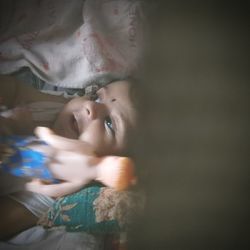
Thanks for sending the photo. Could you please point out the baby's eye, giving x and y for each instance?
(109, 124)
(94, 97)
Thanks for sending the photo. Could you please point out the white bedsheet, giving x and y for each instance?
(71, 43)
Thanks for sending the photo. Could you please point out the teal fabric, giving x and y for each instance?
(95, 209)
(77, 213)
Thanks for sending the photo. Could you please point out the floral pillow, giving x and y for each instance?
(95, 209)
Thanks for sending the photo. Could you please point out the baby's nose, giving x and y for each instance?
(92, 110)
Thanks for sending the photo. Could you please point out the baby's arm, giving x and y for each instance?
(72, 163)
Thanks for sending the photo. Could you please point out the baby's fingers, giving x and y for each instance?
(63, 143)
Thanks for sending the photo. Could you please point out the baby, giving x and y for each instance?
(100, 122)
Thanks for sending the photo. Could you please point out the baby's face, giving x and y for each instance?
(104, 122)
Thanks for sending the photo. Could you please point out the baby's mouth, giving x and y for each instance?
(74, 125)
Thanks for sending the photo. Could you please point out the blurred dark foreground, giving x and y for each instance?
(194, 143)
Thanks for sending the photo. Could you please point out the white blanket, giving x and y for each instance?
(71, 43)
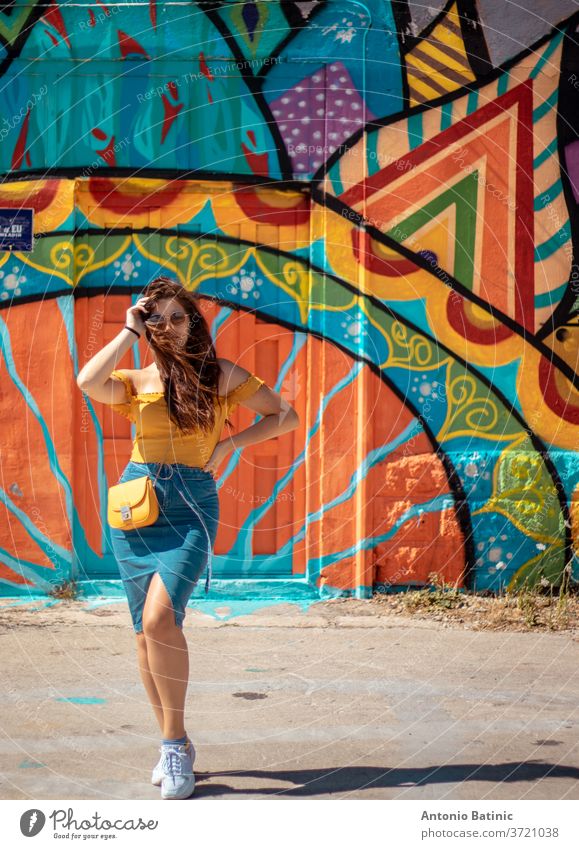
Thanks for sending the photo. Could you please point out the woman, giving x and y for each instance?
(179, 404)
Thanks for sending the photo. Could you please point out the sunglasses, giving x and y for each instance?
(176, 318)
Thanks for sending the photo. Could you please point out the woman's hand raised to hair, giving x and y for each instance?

------------

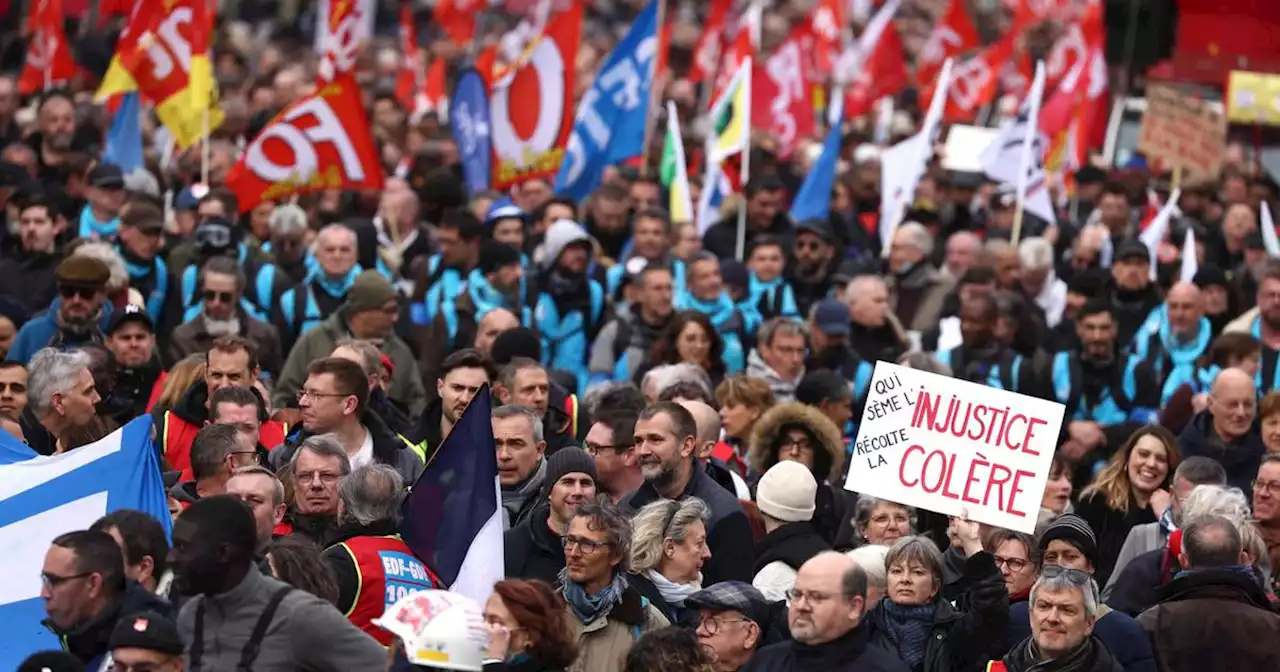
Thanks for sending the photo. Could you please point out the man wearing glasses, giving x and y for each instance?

------------

THE REQUEST: Return each line of the data above that contains the word "white", matching case exactly.

WRITTEN SOLUTION:
Thanks for sending the photo. Could you please point out the white bedsheet, giving x and y for each instance?
Thanks for sending the photo. Could you please point out the white blanket, giving x and y for each instance?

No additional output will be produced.